Reproduce the listing below with every "camera-trap review" swapped for "roadside vehicle survey" and all other text left unchanged. Leave the pictures out of your answer.

MATERIAL PROVIDED:
>>

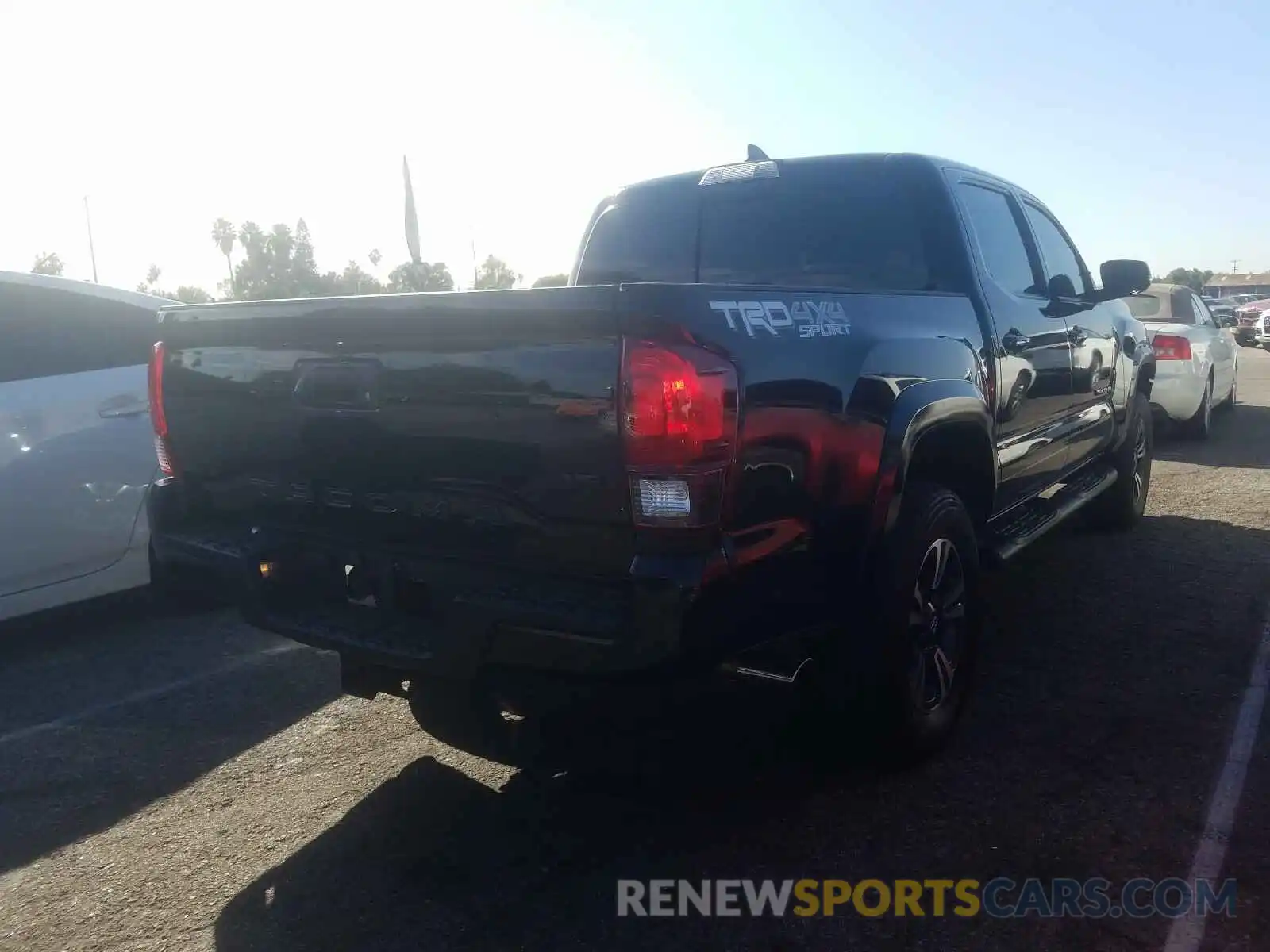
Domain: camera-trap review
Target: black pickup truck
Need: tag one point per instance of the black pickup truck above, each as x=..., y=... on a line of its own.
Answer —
x=779, y=420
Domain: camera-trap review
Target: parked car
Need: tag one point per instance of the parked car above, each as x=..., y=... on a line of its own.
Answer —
x=1195, y=355
x=76, y=448
x=762, y=432
x=1249, y=317
x=1263, y=329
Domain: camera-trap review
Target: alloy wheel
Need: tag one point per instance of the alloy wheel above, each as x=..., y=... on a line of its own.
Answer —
x=937, y=625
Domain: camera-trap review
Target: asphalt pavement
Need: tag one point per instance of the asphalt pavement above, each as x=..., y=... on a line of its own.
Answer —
x=179, y=781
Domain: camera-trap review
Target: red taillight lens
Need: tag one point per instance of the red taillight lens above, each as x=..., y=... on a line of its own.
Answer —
x=679, y=431
x=1172, y=347
x=158, y=416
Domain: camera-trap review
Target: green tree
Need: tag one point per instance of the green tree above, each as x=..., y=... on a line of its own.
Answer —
x=186, y=294
x=150, y=286
x=225, y=235
x=552, y=281
x=495, y=273
x=1194, y=278
x=356, y=281
x=421, y=277
x=48, y=263
x=279, y=263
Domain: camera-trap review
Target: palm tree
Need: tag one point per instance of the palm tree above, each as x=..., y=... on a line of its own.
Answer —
x=224, y=236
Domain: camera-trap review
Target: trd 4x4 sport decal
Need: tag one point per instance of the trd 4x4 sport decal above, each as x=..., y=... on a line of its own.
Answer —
x=804, y=319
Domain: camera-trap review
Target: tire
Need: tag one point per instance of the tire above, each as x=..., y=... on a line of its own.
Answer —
x=908, y=673
x=1123, y=505
x=1200, y=424
x=461, y=716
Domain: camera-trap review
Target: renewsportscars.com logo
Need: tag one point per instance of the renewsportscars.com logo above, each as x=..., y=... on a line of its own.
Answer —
x=1000, y=898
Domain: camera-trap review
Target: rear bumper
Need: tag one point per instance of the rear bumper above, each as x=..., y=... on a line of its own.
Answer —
x=1176, y=390
x=444, y=620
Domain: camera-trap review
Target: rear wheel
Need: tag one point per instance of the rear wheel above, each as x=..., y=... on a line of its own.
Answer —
x=1200, y=424
x=1123, y=505
x=910, y=677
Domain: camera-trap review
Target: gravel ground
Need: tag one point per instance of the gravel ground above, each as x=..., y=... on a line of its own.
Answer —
x=184, y=782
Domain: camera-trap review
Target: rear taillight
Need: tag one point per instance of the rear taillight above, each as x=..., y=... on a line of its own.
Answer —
x=679, y=431
x=1170, y=347
x=158, y=416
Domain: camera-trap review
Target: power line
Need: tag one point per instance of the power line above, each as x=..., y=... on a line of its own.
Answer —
x=90, y=251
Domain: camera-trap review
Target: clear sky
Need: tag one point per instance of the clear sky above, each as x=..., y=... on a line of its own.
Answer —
x=1140, y=124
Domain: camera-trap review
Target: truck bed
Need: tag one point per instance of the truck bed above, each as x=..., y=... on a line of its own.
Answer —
x=469, y=447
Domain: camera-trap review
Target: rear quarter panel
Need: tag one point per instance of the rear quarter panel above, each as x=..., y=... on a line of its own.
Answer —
x=825, y=424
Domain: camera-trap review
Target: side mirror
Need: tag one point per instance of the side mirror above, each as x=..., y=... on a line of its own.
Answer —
x=1122, y=278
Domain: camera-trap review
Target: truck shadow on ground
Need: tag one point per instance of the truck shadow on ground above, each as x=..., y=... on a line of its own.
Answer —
x=1108, y=682
x=107, y=761
x=1238, y=440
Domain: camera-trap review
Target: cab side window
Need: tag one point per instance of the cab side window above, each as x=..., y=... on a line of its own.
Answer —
x=1060, y=258
x=1202, y=314
x=48, y=332
x=1001, y=241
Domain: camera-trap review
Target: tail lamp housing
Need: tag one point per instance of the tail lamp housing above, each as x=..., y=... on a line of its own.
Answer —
x=1172, y=347
x=679, y=431
x=158, y=414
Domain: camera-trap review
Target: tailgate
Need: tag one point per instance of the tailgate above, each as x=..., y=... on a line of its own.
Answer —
x=475, y=427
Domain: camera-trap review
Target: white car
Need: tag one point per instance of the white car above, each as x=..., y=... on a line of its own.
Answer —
x=1263, y=329
x=1195, y=359
x=76, y=448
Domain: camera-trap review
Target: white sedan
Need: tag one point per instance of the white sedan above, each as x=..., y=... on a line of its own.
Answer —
x=1195, y=355
x=76, y=450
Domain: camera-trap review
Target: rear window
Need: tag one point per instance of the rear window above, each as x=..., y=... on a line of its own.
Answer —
x=1143, y=306
x=647, y=235
x=835, y=226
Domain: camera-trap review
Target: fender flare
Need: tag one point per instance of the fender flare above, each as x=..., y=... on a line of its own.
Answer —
x=920, y=410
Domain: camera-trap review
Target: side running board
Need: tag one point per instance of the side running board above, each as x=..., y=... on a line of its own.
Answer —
x=1029, y=522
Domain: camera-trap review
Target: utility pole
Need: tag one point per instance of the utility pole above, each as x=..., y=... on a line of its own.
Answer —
x=90, y=251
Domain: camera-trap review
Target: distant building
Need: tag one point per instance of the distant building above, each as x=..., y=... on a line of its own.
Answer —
x=1227, y=285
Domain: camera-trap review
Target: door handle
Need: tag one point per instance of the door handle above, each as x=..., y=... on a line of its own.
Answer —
x=1014, y=342
x=116, y=409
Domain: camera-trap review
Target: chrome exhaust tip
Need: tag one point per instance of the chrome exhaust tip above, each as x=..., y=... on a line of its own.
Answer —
x=762, y=674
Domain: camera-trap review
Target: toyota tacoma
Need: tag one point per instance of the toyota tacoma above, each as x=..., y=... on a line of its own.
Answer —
x=784, y=416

<<

FINAL RESULT:
Domain: roadside vehicle survey
Target: black pickup truck
Need: tag one point per instance of the black pickup truck above, each as x=..., y=... on a line of its own.
Answer —
x=779, y=420
Domain: roadside vehicle survey
Target: parked car
Need: tag one point per instance of the parked car above, each as x=..., y=... on a line of its own.
Answer —
x=1195, y=355
x=76, y=448
x=762, y=432
x=1249, y=317
x=1263, y=329
Domain: roadside vehicle survey
Target: alloy wheel
Need: tag one point per instance of the alloy wheel above, each as x=..., y=... on a line of its own.
Answer —
x=937, y=625
Domain: roadside vehicle survey
Target: asphalt pavement
Need: tag one point per instance of the asphalt pavement above, each as x=..., y=... on a line of its own.
Answer —
x=179, y=781
Domain: roadside vehicle survey
Target: red taillight lens
Need: tag one point per instance of the red taillight lens above, each as x=..., y=... on a line of its own.
Answer —
x=679, y=431
x=1172, y=347
x=158, y=416
Domain: roadside vehicle survey
Target: green tree
Need: tag one point per instance of the green tree above, each as x=..., y=... on a line of its own.
Answer —
x=186, y=294
x=150, y=286
x=225, y=235
x=552, y=281
x=495, y=273
x=1194, y=278
x=356, y=281
x=421, y=277
x=48, y=263
x=279, y=263
Domain: roadside vehicle survey
Target: palm tree
Need: tag one point per instance of the palm tree above, each as x=..., y=... on a line of its own.
Answer —
x=224, y=236
Domain: roadside vehicle survey
Target: trd 4x4 sport decal
Need: tag one point per instance of the trd 4x4 sport decal above, each as x=..., y=... on a line of its own.
Answer —
x=804, y=319
Domain: roadside vehicle survey
Target: tire
Need: tag one point per instance of the tire above, each as x=..., y=... on a line of its own.
Answer —
x=908, y=673
x=1123, y=505
x=1200, y=424
x=461, y=716
Domain: roadside vehicle survey
Target: renewsportscars.com logo
Need: tag one point per instance of the renewsportscars.com logo above, each as x=..., y=... on a line of its own.
Answer —
x=1000, y=898
Domain: roadside vehicle survey
Target: rear bumper
Need: tag one point per instance of the rear bumper above, each as x=..., y=... on a line of its own.
Answer —
x=1176, y=390
x=444, y=620
Domain: roadside vehicle survey
Target: rear wheel
Need: tag one point per instance of the rear wheel above, each as x=..., y=... on a line of its own.
Answer —
x=1200, y=424
x=1123, y=505
x=910, y=677
Domain: roadside vehicle survey
Target: gravel ground
Need: tag one point per instance of the gravel ground above, each as x=..., y=... on a line of its own.
Answer —
x=184, y=782
Domain: roadside vehicle survey
Target: rear taillight
Need: tag one point per instance of the rear taillight above, each as x=..., y=... on a line of its own.
Answer —
x=679, y=431
x=1170, y=347
x=158, y=416
Domain: roadside vehicle survey
Target: power line
Need: tag one point per instance of the power line above, each as x=..., y=... on a line of its own.
Answer —
x=90, y=251
Domain: roadside vehicle survey
Target: clear sky
Need: tag one point per instance of the clear sky above, each as x=..., y=... on a line of its own.
Answer —
x=1140, y=124
Domain: roadside vehicle survey
Target: truck bed
Need: tag one point per instance of the truck bed above, each as x=..., y=... on a line of its own.
Answer —
x=469, y=447
Domain: roadside vehicle survey
Target: rear quarter panel
Need: tag one point per instance of the rear quarter panel above, each as x=..., y=... on a line of its own.
Answer —
x=825, y=424
Domain: roadside vehicle survey
Target: side mirror
Need: tag one point per instance of the side mirror above, each as x=..., y=... on a line of its own.
Answer —
x=1122, y=278
Domain: roadside vehicle survey
Target: truck shadow on ground
Need: tag one point per instance of the truck shadow on ground above, each as x=..., y=... on a line of its own.
Answer —
x=1108, y=682
x=107, y=761
x=1238, y=440
Domain: roadside vehicle survey
Target: cab side window
Need: tag one point per instance of the cab side window above, each as x=..., y=... on a line of its own.
Answer —
x=1060, y=258
x=1202, y=314
x=48, y=332
x=1001, y=241
Domain: roadside vehicle survey
Target: tail lamp housing
Need: tag one point per instance of the tail lamp housing above, each as x=..., y=... on a line of its own.
Answer —
x=1172, y=347
x=679, y=431
x=158, y=414
Domain: roadside vehicle survey
Target: tailgate
Need: tag one point per instance of the tailgate above, each as x=..., y=... on a line of its own.
Answer —
x=475, y=427
Domain: roadside vehicle survey
Target: white car
Need: tag one point per instance of the white car above, each as x=..., y=... on a line of its own.
Answer —
x=1263, y=329
x=1195, y=359
x=76, y=448
Domain: roadside vehicle survey
Target: white sedan
Need: tag one point per instance of the white sedan above, each as x=..., y=... on a line of its own.
Answer —
x=1195, y=355
x=76, y=450
Domain: roadside vehicle survey
Target: rear window
Need: tag one point per instance of the rear window above, each as x=..., y=... on a line of its own.
Answer —
x=1143, y=306
x=647, y=235
x=835, y=226
Domain: roadside vehicle survey
Target: fender flare
Need: tag one point per instance of the fender flare above, each as x=..., y=... on a line of its own.
Answer —
x=920, y=410
Domain: roadside vehicle survey
Target: side running board
Need: tag one point per instance of the side running board above, each as x=..., y=... on a line of its own.
Answer —
x=1029, y=522
Domain: roadside vehicle survey
Target: utility pole
Need: tag one point per instance of the utility pole above, each as x=..., y=... on a line of its own.
Answer —
x=90, y=251
Domain: roadside vehicle survey
Target: distant building
Need: tag one point per instance of the distant building above, each as x=..., y=... on a line of its own.
Answer —
x=1227, y=285
Domain: roadside vehicle survey
Target: door handle
Need: tag one point per instance of the door handle above, each as x=..., y=... on a line of its own.
Answer —
x=1014, y=342
x=116, y=409
Domain: roadside vehicle survey
Target: chrome exhaust tip
Need: tag one point per instance of the chrome exhaust tip above, each as x=..., y=... on a line of its own.
Answer —
x=762, y=674
Domain: roadside vehicle survey
Target: toyota tacoma
Need: tag one point per instance of the toyota tacoma above, each as x=..., y=... on a line of its own.
Answer —
x=784, y=416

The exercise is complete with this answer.